*WHAT THE TASK REQUIRES:* In the audio amplifier practice problems, condense the paragraph that starts "(c) If the source resistor's thermal noise" into a short bulleted list that keeps its main facts.

-- START OF TEXT EXCERPT --

Chapter 15 Practice Problems — Audio Applications and Amplifiers
These problems are meant to build your problem-solving intuition. A hint is provided for each — try the problem on your own first before reading it.
Problem 1 — Preamplifier Gain and Signal Chain
A microphone produces a signal of 2 mV RMS. It is connected to a preamplifier followed by a power amplifier. The preamplifier has a voltage gain of 60 dB; the power amplifier has a voltage gain of 26 dB.
(a) Convert each stage's gain from dB to a linear voltage ratio.
(b) Find the signal voltage at the output of the preamplifier and at the output of the power amplifier.
(c) The power amplifier drives an 8 Ω speaker. Calculate the output power delivered to the speaker.
Hint
(a) To convert from dB: \(A_V = 10^{G_{dB}/20}\). For 60 dB: \(A_V = 10^{60/20} = 10^3 = 1000\). For 26 dB: \(A_V = 10^{26/20} \approx 20\).
(b) Apply gains in sequence: \(V_{preamp,out} = V_{mic} \times A_{V,pre}\). Then \(V_{power,out} = V_{preamp,out} \times A_{V,power}\).
(c) Power into a resistive load: \(P = V_{rms}^2 / R\). Use the RMS voltage at the power amplifier output and the speaker impedance of 8 Ω.
Problem 2 — Signal-to-Noise Ratio
A preamplifier has a maximum output voltage of 1.5 V RMS and a noise floor of 15 μV RMS measured over a 20 kHz audio bandwidth. A 10 kΩ source resistor is connected to the input.
(a) Calculate the SNR of the preamplifier in dB using \(SNR = 20\log_{10}(V_{signal}/V_{noise})\).
(b) Using the thermal noise formula \(V_n = \sqrt{4k_B T R \Delta f}\) with \(k_B = 1.38 \times 10^{-23}\) J/K, \(T = 300\) K, \(R = 10\) kΩ, and \(\Delta f = 20{,}000\) Hz, calculate the thermal noise generated by the source resistor alone.
(c) How does the source resistor's thermal noise compare to the amplifier's stated noise floor? Which dominates the overall system noise floor?
Hint
(a) Substitute \(V_{signal} = 1.5\) V and \(V_{noise} = 15 \times 10^{-6}\) V into the SNR formula. Compute the ratio first, then take the log.
(b) Compute the product \(4 \times 1.38 \times 10^{-23} \times 300 \times 10{,}000 \times 20{,}000\). Then take the square root. The result will be in the microvolt range.
(c) If the source resistor's thermal noise is comparable to or larger than the amplifier's noise floor, the resistor is the limiting factor and upgrading the op-amp will not improve SNR. Noise sources add in quadrature (root sum of squares): \(V_{total} = \sqrt{V_{resistor}^2 + V_{amp}^2}\).
Problem 3 — Power Amplifier Efficiency and Class
A Class AB power amplifier delivers 40 W of audio power to an 8 Ω speaker load. Its power supply provides ±35 V at a total supply current of 2 A (drawn equally from both rails).
(a) Calculate the total DC power drawn from the supply.

-- END OF TEXT EXCERPT --
-- START OF DATA EXTRACT --

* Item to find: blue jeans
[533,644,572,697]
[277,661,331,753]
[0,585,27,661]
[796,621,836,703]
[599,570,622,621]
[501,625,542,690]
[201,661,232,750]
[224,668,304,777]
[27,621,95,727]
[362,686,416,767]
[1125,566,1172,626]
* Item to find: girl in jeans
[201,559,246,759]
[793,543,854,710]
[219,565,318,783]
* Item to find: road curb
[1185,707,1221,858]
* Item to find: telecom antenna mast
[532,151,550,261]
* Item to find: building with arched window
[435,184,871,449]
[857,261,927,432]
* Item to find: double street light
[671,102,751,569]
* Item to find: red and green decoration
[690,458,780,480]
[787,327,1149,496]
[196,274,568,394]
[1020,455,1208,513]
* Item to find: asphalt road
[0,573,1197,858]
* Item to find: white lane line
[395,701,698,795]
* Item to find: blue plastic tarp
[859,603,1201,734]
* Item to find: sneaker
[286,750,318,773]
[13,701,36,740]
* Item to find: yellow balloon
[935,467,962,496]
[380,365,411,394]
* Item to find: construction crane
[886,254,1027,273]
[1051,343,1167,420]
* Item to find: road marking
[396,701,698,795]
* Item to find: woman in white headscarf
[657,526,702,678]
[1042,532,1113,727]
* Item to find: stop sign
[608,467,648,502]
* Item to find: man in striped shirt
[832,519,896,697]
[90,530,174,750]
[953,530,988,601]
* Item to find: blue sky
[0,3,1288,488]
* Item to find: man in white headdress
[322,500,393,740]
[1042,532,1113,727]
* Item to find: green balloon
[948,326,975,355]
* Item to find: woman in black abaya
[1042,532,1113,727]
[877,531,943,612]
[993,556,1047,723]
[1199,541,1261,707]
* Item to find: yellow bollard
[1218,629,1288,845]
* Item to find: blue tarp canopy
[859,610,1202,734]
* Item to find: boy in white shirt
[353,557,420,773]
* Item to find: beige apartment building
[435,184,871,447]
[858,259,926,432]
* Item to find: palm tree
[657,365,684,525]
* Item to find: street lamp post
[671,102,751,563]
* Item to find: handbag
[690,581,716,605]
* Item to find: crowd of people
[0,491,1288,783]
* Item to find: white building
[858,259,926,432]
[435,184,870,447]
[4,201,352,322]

-- END OF DATA EXTRACT --

*ANSWER FOR THIS EXERCISE:*
- If the source resistor's thermal noise is comparable to or larger than the amplifier's noise floor, the resistor is the limiting factor.
- In that case, upgrading the op-amp will not improve SNR.
- Noise sources add in quadrature (root sum of squares): \(V_{total} = \sqrt{V_{resistor}^2 + V_{amp}^2}\).